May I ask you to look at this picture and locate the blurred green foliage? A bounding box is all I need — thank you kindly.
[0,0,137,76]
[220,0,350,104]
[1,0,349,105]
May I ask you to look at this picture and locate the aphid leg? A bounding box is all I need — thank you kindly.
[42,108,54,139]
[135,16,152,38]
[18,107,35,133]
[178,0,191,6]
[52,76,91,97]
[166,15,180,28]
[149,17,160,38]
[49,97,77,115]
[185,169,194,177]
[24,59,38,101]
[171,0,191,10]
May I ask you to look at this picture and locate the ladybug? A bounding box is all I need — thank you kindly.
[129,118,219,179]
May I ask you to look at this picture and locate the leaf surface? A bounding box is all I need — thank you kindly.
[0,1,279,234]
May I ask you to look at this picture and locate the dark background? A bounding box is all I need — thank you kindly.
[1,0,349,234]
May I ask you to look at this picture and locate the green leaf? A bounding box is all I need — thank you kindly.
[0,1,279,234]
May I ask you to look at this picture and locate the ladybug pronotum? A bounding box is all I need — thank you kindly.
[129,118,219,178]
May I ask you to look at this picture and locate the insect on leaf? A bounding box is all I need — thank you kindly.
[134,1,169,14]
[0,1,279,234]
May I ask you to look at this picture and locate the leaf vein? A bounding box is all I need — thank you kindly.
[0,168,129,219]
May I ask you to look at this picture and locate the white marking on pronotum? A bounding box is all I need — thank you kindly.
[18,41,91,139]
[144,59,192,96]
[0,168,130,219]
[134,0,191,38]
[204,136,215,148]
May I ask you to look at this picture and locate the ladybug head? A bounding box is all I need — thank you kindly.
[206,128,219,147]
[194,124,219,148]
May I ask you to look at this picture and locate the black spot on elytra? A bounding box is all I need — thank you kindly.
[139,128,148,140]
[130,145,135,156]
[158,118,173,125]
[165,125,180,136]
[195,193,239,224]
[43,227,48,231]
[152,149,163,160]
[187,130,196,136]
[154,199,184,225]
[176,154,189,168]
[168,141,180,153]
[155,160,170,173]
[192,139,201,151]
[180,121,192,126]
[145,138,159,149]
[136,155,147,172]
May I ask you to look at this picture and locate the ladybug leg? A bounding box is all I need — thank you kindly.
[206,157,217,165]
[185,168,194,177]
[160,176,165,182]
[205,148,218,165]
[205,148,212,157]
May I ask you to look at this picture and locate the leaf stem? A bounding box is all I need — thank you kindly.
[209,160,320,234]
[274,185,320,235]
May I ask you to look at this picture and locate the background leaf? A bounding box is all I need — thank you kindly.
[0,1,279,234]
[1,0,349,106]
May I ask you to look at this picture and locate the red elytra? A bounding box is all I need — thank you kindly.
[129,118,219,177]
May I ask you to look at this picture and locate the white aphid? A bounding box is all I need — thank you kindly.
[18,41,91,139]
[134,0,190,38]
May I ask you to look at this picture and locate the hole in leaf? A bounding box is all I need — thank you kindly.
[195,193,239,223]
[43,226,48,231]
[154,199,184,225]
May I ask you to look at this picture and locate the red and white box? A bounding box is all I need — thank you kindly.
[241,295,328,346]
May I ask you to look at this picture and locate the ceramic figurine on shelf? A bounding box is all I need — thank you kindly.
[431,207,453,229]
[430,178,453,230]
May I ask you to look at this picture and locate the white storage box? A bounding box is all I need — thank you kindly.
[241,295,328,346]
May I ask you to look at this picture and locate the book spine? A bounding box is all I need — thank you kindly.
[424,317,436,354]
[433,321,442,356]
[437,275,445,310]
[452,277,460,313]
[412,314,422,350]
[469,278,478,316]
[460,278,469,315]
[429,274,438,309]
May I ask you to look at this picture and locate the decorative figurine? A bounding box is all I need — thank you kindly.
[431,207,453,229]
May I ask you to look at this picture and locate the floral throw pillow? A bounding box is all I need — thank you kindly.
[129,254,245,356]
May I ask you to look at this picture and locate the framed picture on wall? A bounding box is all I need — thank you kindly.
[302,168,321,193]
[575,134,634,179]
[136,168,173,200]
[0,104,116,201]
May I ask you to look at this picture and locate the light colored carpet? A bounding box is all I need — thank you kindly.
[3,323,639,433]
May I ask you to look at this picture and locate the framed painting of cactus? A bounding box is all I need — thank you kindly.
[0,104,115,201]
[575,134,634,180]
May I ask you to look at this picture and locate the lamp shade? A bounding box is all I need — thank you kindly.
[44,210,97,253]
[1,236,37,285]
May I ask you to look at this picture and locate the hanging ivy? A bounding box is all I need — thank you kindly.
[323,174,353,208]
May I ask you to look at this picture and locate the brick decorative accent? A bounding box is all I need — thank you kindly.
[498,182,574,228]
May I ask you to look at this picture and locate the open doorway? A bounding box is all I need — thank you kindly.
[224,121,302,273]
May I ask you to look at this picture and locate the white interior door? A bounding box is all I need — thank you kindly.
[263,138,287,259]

--------------------

### ASSIGNMENT
What the answer should hold is an exact copy of each line from the one containing "the white interior" to the final line of the listing above.

### EXERCISE RESULT
May I ask you to look at this picture and locate the white interior door? A bounding box is all I need — thank you kindly.
[263,138,287,259]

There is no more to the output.